YOUR TASK » Keep the pictures out of the copy and repeat the records exactly.

ENTRIES SUPPLIED »
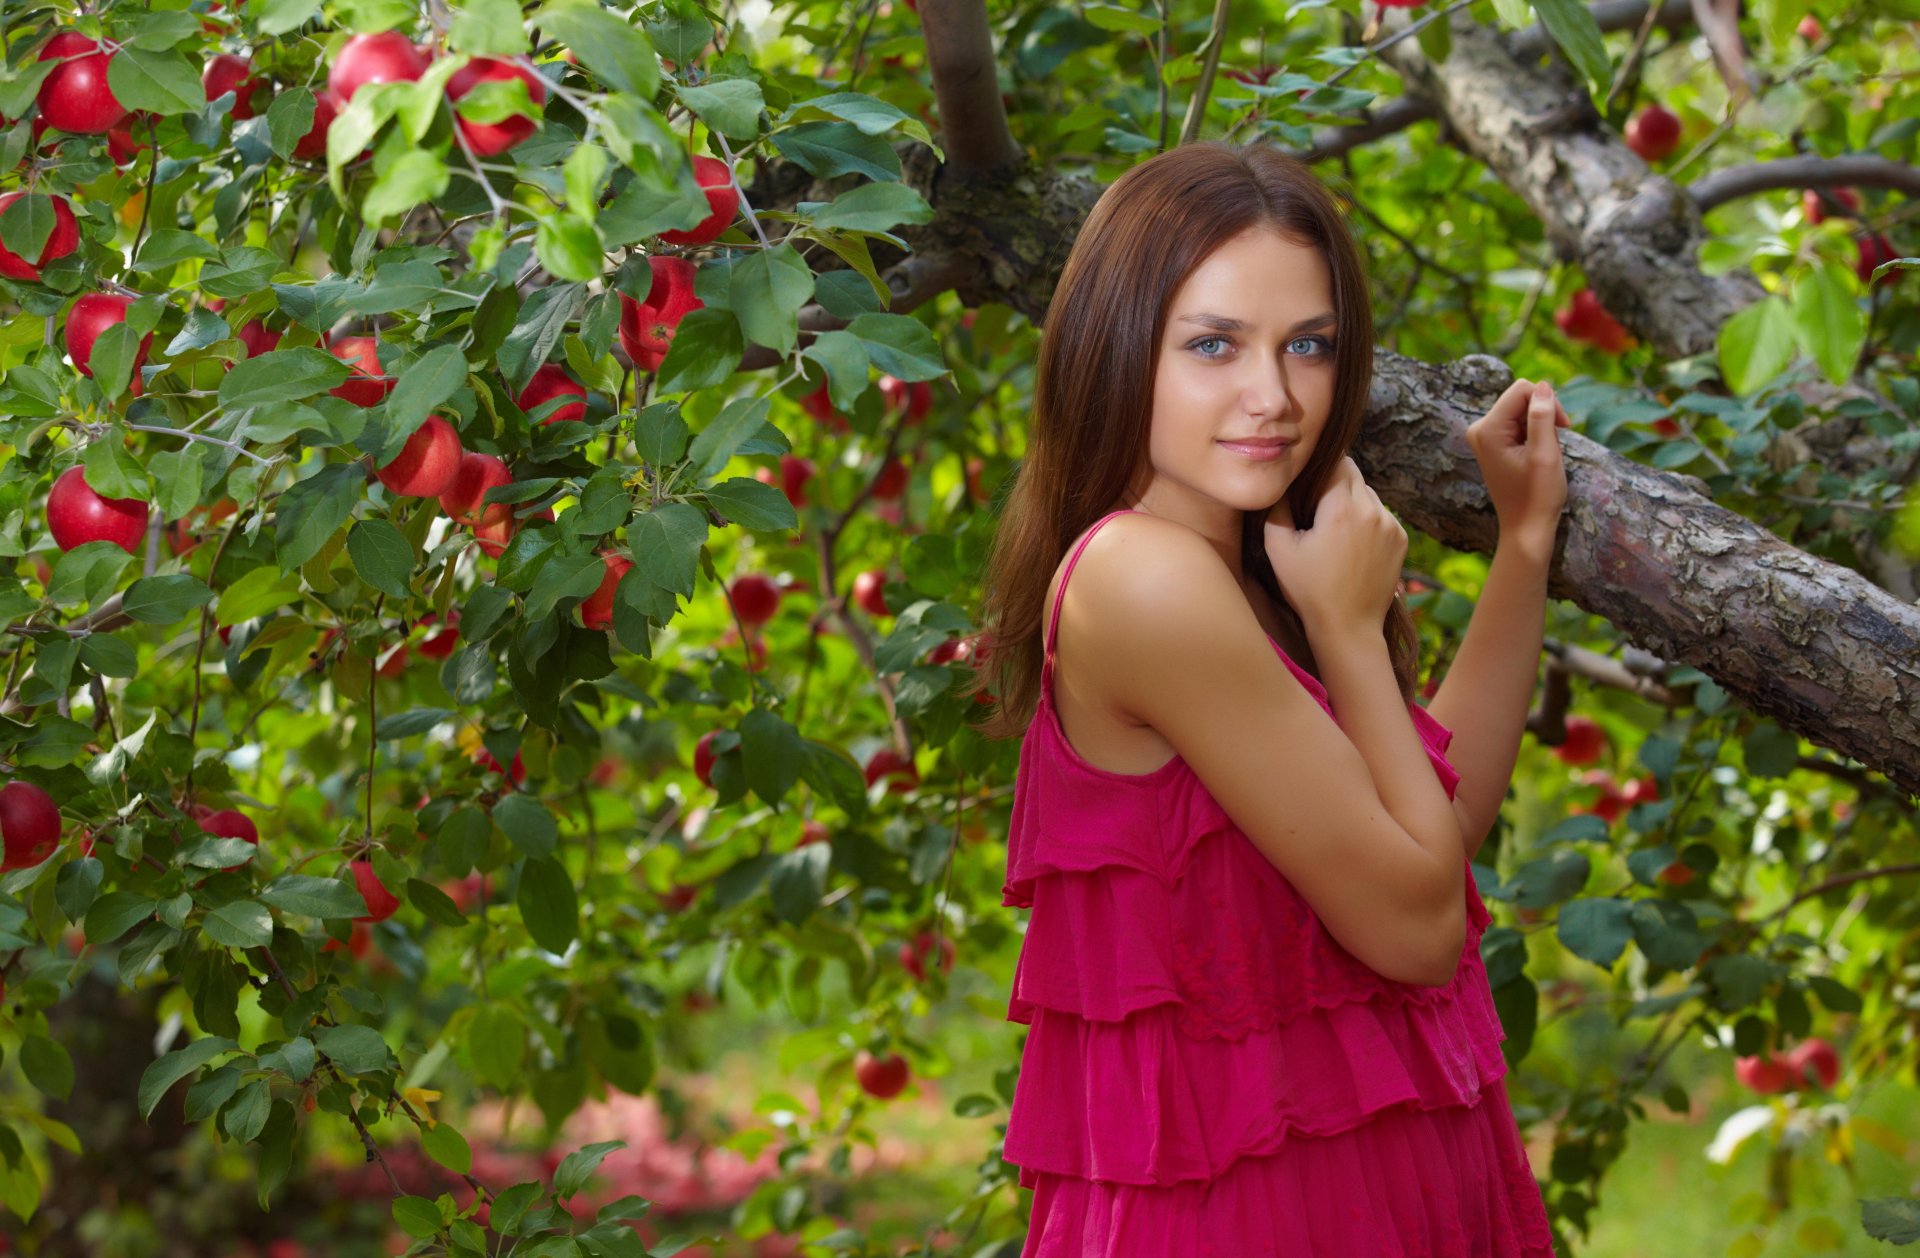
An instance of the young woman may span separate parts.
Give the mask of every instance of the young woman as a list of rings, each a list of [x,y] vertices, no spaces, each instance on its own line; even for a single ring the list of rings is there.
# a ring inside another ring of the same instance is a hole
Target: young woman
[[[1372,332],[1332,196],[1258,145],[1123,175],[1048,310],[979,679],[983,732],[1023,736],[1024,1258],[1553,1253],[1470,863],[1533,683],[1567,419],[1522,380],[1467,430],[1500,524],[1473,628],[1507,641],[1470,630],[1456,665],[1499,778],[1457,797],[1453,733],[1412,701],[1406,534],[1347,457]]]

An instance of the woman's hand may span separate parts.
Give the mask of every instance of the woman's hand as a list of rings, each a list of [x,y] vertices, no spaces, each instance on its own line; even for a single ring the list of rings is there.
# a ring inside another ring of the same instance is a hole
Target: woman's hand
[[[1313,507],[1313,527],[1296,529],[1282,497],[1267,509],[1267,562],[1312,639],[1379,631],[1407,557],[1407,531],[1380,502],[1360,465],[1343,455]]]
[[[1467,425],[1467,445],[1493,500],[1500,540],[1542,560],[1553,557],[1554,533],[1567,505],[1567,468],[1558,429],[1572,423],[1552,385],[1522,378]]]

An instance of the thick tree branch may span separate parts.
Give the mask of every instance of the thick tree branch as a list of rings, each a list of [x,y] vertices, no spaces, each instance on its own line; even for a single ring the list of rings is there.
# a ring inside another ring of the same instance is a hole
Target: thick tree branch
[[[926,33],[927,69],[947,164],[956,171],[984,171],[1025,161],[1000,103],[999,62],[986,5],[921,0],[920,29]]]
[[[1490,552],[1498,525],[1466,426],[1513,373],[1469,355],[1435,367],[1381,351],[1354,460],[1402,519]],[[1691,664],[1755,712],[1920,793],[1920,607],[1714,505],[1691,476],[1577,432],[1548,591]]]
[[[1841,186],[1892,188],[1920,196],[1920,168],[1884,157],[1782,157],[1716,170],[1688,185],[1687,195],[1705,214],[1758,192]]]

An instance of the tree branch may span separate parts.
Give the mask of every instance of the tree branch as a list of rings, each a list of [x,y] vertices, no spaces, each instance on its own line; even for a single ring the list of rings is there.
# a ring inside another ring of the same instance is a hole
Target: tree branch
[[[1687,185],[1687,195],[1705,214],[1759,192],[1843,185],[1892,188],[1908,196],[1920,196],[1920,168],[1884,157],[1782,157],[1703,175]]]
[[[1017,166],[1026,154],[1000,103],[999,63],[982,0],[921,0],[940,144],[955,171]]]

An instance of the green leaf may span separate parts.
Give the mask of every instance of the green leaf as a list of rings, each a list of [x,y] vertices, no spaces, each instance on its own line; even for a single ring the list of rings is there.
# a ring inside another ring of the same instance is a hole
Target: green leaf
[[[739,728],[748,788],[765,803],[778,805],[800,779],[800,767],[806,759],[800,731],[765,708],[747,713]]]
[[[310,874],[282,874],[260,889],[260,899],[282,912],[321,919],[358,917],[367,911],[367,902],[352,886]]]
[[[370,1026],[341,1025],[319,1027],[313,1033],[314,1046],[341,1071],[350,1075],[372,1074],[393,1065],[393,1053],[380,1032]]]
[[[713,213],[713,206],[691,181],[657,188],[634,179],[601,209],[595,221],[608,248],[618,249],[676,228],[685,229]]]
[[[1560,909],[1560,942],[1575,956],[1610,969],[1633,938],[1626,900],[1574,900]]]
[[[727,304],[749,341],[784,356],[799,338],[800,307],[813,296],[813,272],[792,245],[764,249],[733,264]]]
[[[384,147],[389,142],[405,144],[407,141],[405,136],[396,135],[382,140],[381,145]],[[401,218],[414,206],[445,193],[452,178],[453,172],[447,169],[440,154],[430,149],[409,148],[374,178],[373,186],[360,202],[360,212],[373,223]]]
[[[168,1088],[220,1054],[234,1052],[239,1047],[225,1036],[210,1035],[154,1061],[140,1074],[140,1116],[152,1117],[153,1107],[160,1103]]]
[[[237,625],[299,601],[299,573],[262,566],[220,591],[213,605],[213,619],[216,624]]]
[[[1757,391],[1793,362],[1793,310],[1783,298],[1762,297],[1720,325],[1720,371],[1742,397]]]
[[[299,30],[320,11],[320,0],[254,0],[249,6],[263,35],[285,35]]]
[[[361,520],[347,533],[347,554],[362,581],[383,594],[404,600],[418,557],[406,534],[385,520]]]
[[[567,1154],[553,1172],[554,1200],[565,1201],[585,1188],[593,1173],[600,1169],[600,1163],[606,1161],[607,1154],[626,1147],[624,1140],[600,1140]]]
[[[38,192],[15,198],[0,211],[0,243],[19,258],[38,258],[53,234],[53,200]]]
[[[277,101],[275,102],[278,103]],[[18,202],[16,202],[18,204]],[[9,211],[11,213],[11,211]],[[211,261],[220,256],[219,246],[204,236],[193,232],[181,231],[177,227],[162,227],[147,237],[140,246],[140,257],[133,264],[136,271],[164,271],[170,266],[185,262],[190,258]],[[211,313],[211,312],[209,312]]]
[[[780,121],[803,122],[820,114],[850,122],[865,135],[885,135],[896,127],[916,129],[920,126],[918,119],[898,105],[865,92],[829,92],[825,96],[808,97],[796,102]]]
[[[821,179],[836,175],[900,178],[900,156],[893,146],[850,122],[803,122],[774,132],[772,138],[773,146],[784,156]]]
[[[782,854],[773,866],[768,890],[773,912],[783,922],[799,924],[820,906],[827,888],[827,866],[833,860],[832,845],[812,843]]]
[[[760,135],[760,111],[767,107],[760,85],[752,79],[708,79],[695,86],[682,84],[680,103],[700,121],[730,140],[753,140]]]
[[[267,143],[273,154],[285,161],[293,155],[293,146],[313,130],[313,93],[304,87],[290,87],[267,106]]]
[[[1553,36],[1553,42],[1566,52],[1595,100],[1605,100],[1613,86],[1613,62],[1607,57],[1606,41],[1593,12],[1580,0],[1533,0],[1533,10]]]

WRITTEN REPLY »
An instance of the young woman may span separate parts.
Give the mask of every instance of the young woman as a list of rings, each a list of [x,y] vertices, no spaces, each instance on its own line; even for a single ring the list of rings is there.
# a ring inside another ring of the same instance is a hole
Target: young woman
[[[1372,332],[1332,196],[1258,145],[1123,175],[1048,310],[979,679],[983,732],[1023,736],[1024,1258],[1553,1253],[1470,863],[1533,683],[1567,419],[1522,380],[1467,430],[1500,524],[1473,628],[1507,641],[1470,630],[1456,665],[1499,778],[1457,797],[1453,733],[1412,701],[1406,534],[1347,457]]]

An instance of the woman's hand may span separate parts.
Give the mask of every instance of the woman's hand as a list of rings, each a list of [x,y] vertices, no spaces, each instance on its own line; even for a single ring the list of rings is there.
# a ring inside another ring of the same instance is a hole
Target: woman's hand
[[[1313,507],[1313,527],[1296,529],[1282,497],[1267,509],[1267,562],[1312,639],[1379,631],[1407,557],[1407,531],[1380,502],[1360,465],[1343,455]]]
[[[1467,425],[1467,445],[1493,500],[1500,540],[1542,560],[1553,557],[1554,533],[1567,505],[1567,468],[1558,429],[1572,423],[1552,385],[1522,378]]]

An instance of the thick tree branch may span separate parts.
Give the mask of every instance of the thick tree branch as a list of rings, each a list of [x,y] vertices, no spaces, each instance on its own line; even for a single ring the list of rings is there.
# a ring inside another ring of the same instance is a hole
Target: thick tree branch
[[[926,33],[927,69],[947,164],[956,171],[984,171],[1025,161],[1000,103],[999,62],[986,5],[921,0],[920,29]]]
[[[1490,552],[1498,525],[1466,426],[1513,373],[1469,355],[1435,367],[1381,351],[1354,460],[1402,519]],[[1691,664],[1755,712],[1920,793],[1920,607],[1714,505],[1691,476],[1577,432],[1548,591]]]
[[[1841,186],[1892,188],[1920,196],[1920,168],[1884,157],[1782,157],[1716,170],[1688,185],[1687,195],[1705,214],[1758,192]]]

An instance of the tree branch may span separate parts.
Give the mask of every instance of the tree branch as a list of rings, each a list of [x,y] vertices, no spaces, each instance on its own line; even for a single ring the list of rings is there.
# a ring inside another ring of the same instance is a hole
Target: tree branch
[[[1687,185],[1687,195],[1705,214],[1759,192],[1843,185],[1892,188],[1908,196],[1920,196],[1920,168],[1884,157],[1782,157],[1703,175]]]
[[[1017,166],[1026,154],[1000,103],[999,63],[982,0],[921,0],[940,144],[955,171]]]

An instance of the green leaf may span separate parts.
Give the mask of every instance of the green leaf as a list of rings, each a list of [x,y] vertices, no spaces, each instance on its own line; even for a single ring the list of rings is there.
# a ring inside another ring of the same instance is a hole
Target: green leaf
[[[739,728],[748,788],[765,803],[778,805],[800,779],[800,767],[806,759],[800,731],[765,708],[747,713]]]
[[[310,874],[282,874],[260,889],[260,899],[282,912],[321,919],[358,917],[367,911],[367,902],[352,886]]]
[[[370,1026],[341,1025],[319,1027],[313,1033],[314,1046],[341,1071],[350,1075],[372,1074],[393,1065],[393,1053],[380,1032]]]
[[[713,213],[713,206],[691,181],[657,188],[634,179],[601,209],[595,221],[608,248],[618,249],[676,228],[685,229]]]
[[[1560,909],[1560,942],[1575,956],[1610,969],[1633,938],[1626,900],[1574,900]]]
[[[727,304],[749,341],[784,356],[799,338],[800,307],[813,296],[813,272],[792,245],[764,249],[733,264]]]
[[[384,147],[389,142],[405,144],[407,141],[405,136],[396,135],[382,140],[381,145]],[[401,218],[414,206],[445,193],[452,178],[453,172],[447,169],[440,154],[430,149],[409,148],[374,178],[373,186],[360,202],[360,212],[373,223]]]
[[[168,1088],[220,1054],[234,1052],[239,1047],[225,1036],[210,1035],[154,1061],[140,1074],[140,1116],[152,1117],[153,1107],[160,1103]]]
[[[237,625],[299,601],[299,573],[262,566],[220,591],[213,605],[213,619],[216,624]]]
[[[1757,391],[1793,362],[1793,310],[1783,298],[1762,297],[1720,325],[1720,371],[1742,397]]]
[[[299,30],[320,11],[320,0],[254,0],[249,6],[263,35],[285,35]]]
[[[361,520],[347,533],[347,554],[362,581],[383,594],[404,600],[418,557],[406,534],[385,520]]]
[[[567,1154],[553,1172],[554,1200],[565,1201],[585,1188],[593,1173],[600,1169],[600,1163],[606,1161],[607,1154],[626,1147],[624,1140],[600,1140]]]
[[[38,192],[15,198],[0,211],[0,243],[19,258],[38,258],[53,234],[53,200]]]
[[[277,101],[275,102],[278,103]],[[18,202],[16,202],[18,204]],[[9,211],[11,213],[11,211]],[[211,261],[220,256],[219,246],[204,236],[193,232],[181,231],[177,227],[162,227],[147,237],[140,246],[140,257],[133,264],[136,271],[164,271],[170,266],[185,262],[190,258]],[[211,313],[211,312],[209,312]]]
[[[780,121],[803,122],[820,114],[850,122],[865,135],[885,135],[896,127],[916,129],[920,126],[918,119],[898,105],[865,92],[829,92],[825,96],[808,97],[796,102]]]
[[[821,179],[836,175],[900,178],[900,156],[893,146],[850,122],[803,122],[774,132],[772,138],[773,146],[784,156]]]
[[[782,854],[773,866],[768,890],[773,912],[783,922],[799,924],[820,906],[827,888],[827,866],[833,860],[832,845],[812,843]]]
[[[760,135],[760,111],[767,107],[760,85],[752,79],[708,79],[695,86],[682,84],[680,103],[700,121],[730,140],[753,140]]]
[[[267,143],[273,154],[285,161],[293,155],[293,146],[313,130],[313,93],[304,87],[290,87],[267,106]]]
[[[1553,36],[1553,42],[1566,52],[1595,100],[1605,100],[1613,86],[1613,62],[1607,57],[1606,41],[1593,12],[1580,0],[1533,0],[1533,10]]]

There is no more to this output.